Write out each record again exactly as it stands.

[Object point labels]
— BEGIN —

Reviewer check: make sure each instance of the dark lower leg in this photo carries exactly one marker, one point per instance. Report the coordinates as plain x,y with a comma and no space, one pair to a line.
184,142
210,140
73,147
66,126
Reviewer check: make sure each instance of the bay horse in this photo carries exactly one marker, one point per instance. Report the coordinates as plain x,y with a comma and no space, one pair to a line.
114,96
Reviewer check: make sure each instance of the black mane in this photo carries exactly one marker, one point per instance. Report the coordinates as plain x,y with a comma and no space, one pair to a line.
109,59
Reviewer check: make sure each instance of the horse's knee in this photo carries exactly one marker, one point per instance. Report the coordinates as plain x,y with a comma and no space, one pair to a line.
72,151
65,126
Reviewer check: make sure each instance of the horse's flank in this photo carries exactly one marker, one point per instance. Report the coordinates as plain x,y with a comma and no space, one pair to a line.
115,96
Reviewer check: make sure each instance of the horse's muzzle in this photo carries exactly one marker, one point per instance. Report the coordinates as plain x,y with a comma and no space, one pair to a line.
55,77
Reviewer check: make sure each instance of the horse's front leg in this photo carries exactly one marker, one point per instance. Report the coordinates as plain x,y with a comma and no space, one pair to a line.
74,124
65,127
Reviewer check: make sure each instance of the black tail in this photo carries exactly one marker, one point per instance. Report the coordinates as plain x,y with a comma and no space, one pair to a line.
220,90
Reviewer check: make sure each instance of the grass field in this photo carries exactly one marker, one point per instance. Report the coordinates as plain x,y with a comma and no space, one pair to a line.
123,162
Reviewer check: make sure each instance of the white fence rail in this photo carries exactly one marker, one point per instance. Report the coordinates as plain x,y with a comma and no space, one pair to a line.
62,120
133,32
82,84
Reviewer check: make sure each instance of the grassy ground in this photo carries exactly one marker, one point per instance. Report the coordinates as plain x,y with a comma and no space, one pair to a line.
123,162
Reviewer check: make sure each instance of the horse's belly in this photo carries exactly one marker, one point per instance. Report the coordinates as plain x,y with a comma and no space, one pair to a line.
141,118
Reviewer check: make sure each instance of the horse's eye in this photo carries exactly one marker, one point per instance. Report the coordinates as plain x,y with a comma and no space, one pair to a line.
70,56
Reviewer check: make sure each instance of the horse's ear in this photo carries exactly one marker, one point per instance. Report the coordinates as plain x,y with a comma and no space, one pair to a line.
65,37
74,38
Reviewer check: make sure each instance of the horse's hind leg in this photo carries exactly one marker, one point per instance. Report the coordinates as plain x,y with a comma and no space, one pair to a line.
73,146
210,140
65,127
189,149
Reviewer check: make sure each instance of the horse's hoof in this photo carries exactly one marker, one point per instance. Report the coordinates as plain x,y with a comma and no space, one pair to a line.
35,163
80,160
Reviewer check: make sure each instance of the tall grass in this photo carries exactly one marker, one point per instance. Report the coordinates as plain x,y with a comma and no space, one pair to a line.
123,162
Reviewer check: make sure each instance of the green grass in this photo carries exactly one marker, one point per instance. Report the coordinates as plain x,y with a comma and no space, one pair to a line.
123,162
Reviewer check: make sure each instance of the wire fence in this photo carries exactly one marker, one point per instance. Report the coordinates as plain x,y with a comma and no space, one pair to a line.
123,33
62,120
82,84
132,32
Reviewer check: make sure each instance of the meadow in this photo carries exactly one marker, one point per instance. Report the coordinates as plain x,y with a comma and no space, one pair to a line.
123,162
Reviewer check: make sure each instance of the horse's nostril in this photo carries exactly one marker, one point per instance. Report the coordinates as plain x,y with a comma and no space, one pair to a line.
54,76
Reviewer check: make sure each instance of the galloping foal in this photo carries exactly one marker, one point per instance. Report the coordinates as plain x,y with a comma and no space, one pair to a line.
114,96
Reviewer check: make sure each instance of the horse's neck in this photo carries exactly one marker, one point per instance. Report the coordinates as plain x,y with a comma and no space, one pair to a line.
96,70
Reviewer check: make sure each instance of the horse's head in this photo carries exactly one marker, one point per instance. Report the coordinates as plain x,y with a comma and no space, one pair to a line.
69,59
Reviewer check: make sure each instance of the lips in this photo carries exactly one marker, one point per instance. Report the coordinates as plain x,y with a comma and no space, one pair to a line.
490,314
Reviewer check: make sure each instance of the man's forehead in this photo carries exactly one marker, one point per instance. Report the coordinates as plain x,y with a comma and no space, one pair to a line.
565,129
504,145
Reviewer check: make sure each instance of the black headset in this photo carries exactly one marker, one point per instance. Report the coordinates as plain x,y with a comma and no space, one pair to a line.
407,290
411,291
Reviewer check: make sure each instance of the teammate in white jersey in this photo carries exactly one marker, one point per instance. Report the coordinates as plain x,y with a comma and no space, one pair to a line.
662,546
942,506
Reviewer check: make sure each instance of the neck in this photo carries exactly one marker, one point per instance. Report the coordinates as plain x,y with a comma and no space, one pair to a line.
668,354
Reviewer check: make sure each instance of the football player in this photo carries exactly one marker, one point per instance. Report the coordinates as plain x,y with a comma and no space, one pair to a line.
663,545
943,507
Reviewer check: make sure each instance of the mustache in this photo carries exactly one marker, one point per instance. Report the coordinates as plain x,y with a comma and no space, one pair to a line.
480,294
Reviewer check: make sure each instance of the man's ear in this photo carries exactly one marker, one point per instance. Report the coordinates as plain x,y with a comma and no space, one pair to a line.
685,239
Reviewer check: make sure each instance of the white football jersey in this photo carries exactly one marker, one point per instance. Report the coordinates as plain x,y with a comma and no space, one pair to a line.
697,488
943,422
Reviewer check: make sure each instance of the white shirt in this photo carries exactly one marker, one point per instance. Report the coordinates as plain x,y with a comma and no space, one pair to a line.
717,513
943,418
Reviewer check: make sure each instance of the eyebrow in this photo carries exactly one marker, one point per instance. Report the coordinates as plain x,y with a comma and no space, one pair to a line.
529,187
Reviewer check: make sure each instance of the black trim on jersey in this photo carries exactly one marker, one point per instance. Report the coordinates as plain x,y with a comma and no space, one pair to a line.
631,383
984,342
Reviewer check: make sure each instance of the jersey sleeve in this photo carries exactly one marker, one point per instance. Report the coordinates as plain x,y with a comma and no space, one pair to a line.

— END —

→ **In response**
Reviewer check: make sure each instance of the dark lower leg in this photo carries exactly one marker, one point per instance. Report the coordinates as plain x,y with a comma and no space, one pair to a line.
184,142
210,140
73,147
66,126
Reviewer check: make sure each instance of the bay horse in this photo carries exactly one marker, one point per instance. Report the coordinates as plain x,y with a comma and no space, one pair to a line.
114,96
Reviewer check: make sure each instance of the black mane in this photo carries exactly one marker, one point per instance. Report the coordinates as plain x,y with a comma and no space, one pair to a line.
109,59
Reviewer check: make sure each instance of the horse's knee in this photo carries exactly one marker, one point per instance. Report the coordinates as plain x,y with a comma and no space, one pair to a line.
72,151
65,126
Reviewer check: make sure each instance of the horse's flank in this photo carries exactly one marker, one point per instance. Report the coordinates as plain x,y with a comma and no space, one pair to a line.
115,96
Reviewer check: make sure each instance of the horse's muzzle in this photo carries exactly one marker, one point per instance. Report the coordinates as plain x,y with a comma and no space, one pair to a line.
55,77
Reviewer check: make sure each instance of the horse's front leg in this photo carries exactly one marker, one point per instance. Report the coordinates as plain x,y with a comma and no space, one pair to a line.
74,124
65,127
Reviewer check: make sure each instance of the black tail in this photo carries exactly one marker, one point per instance. Report the coordinates as plain x,y with a comma and no space, one pair to a line.
220,90
Reviewer check: make sure each instance of the grass field in this photo carries exactly one marker, one point per instance. Report the coordinates as plain x,y with a comma and no space, one pair to a line.
123,162
Reviewer check: make sure each instance of the white fence rail in this photo carries exactly one marker, one point per instance. Report the coordinates as plain x,y with a comma and no space, one pair to a line.
62,120
133,32
82,84
Reviewer check: make sure each instance of the grassy ground in this photo carries exactly one marker, one point per instance. Report the coordinates as plain x,y with a comma and no space, one pair to a line.
123,162
Reviewer check: make sure each instance of the horse's belly in this photo carries exactly one marker, one point per instance. Report the coordinates as plain x,y with a comma and no space, one pair to a line.
141,118
Reviewer check: make sure each instance of the horse's eye in this photo carries exactly one marker, one point per instance. Report the coordinates as plain x,y with a comma and no space, one pair to a line.
70,56
Reviewer check: make sure each instance of the horse's ear in this photo carries exactly one marker, one point per instance. Report the coordinates as plain x,y with a comma and no space, one pair to a line.
65,37
74,38
Reviewer check: make sure each instance of the horse's hind leg in this photo carries exactly one marker, one point per instance. Report the coordinates as plain x,y with a comma and no space, one pair to a line.
73,146
210,140
65,127
189,149
Reviewer check: make sure each instance of the horse's hoof in this photo carries exactly one marker, one point per instance. Report the coordinates as plain x,y with a comma and no space, one pair to a line.
35,163
80,160
Reviewer check: make sure each instance of the tall grass in this photo carries exactly one marker, one point per instance. Report the coordinates as plain x,y with a comma and no space, one pair to a line.
123,162
Reviewer check: make sure each instance of the green grass in this photo carries exactly one marker, one point per instance. Report the coordinates as plain x,y with a comma and no space, one pair to a line.
123,162
Reviewer check: make sure each instance of the wire fence in this photo carries exactly one marker, one point per instance. Report the coordinates as plain x,y with a comma and no space, one pair to a line.
123,33
62,120
82,84
132,32
Reviewer check: make sure each instance of the meadow in this photo carries exactly one marker, one point per instance. Report the coordinates as plain x,y with a comma and no space, one pair to a line.
123,162
Reviewer check: make sure each instance of the horse's nostril in this photo carries exactly one marker, one point per instance. Report the coordinates as plain x,y with a comma and no space, one pair to a line.
54,76
Reviewer check: make sure each instance of the galloping foal in this photo carries exactly one marker, one point per instance. Report the coordinates as plain x,y with a comma and no space, one pair to a line.
114,96
Reviewer check: make sure each instance of the horse's neck in this photo carries exactly one marker, one point per instance. Report the coordinates as plain x,y with a comma and no space, one pair to a line.
96,70
Reviewer check: make sure each instance of the horse's head in this photo carries exactly one marker, one point per instance. Report the coordinates as plain x,y with a comma and no space, one pair to a line.
69,59
Reviewer check: make sure each instance of the lips in this photo carries exactly one marker, one point per instance. Report the coordinates as plain x,y with a comma and no space, one pair to a line.
490,314
Reviewer check: make sure each instance of the man's forehead in this photo carries exactly one marker, one point per instance. Report the coordinates as plain x,y with a comma and no space, one pair to a line.
565,129
504,145
Reviewer check: make sure each instance of the black headset in this photo carries exactly one marker, one point per instance. Report the coordinates as plain x,y with a comma and no space, one pair to a line.
407,290
411,291
Reviewer check: make sure each instance of the teammate in white jersey in this photo carries exactly one marker, one point per instance. Report the coordinates as plain x,y with a comma and no space, one pair to a line.
662,546
942,506
Reviewer check: make sure each instance of the neck in this photo carries exactly one marker, one point per instance. Report the coordinates as plain x,y with a comma and no space, one pair to a line.
668,354
Reviewer check: make sure each instance of the football player in this photo carries exactly one marker, one point per instance. Report the coordinates as plain x,y with a comma and no space, one pair to a line.
663,545
943,507
Reviewer check: make sure each instance of the mustache in this photo carries exactly one marker, one point per instance. Report the coordinates as plain x,y with a comma and no space, one pair to a line.
480,294
Reviewer check: make sure each instance of the man's ear in this photo carries exactly one marker, one point per instance. Report the coordinates as plain x,y with a comma and no space, one pair to a line.
685,239
Reviewer check: make sure each instance of the white football jersey in this photo carries exactly one marker, one point per instance. Report the coordinates as plain x,y with a comma and no space, one pair to a line.
697,488
943,422
Reviewer check: make sure each instance of the white shirt in this photo carries exactly one marker, one point per instance. Report the coordinates as plain x,y with a comma and no space, one pair to a line.
717,513
943,418
Reviewer check: make sure each instance of the eyebrow in this photo carries exactly one marker, one point per instance. Report the coordinates as plain x,y with a comma and no space, one pair to a line.
529,187
Reviewer check: make sure each instance of the black trim on jersey in this photo carries exactly one marker, one point per instance. Report the coordinates as plain x,y with a comma and no space, one pair to a line.
631,383
984,342
Reviewer check: make sure each instance of the jersey sleeve in this photo carries exactly one marker, one point per instance. Report the coordinates as plain x,y with a comma and no space, one pair to a line.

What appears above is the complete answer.